* Objective *
Please convert every line of the records into a Markdown table with two columns, "Row" for the row number and "Line" for the line itself, leaving out any blank lines.

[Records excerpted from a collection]
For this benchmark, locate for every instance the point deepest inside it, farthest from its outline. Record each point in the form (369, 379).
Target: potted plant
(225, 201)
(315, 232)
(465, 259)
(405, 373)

* Response for this exercise *
| Row | Line |
|---|---|
| 1 | For this benchmark, locate for every instance the point deepest inside it, farthest from its outline. Record each point in the form (369, 379). |
| 2 | Target: potted plant |
| 3 | (225, 201) |
| 4 | (315, 232) |
| 5 | (465, 259) |
| 6 | (405, 373) |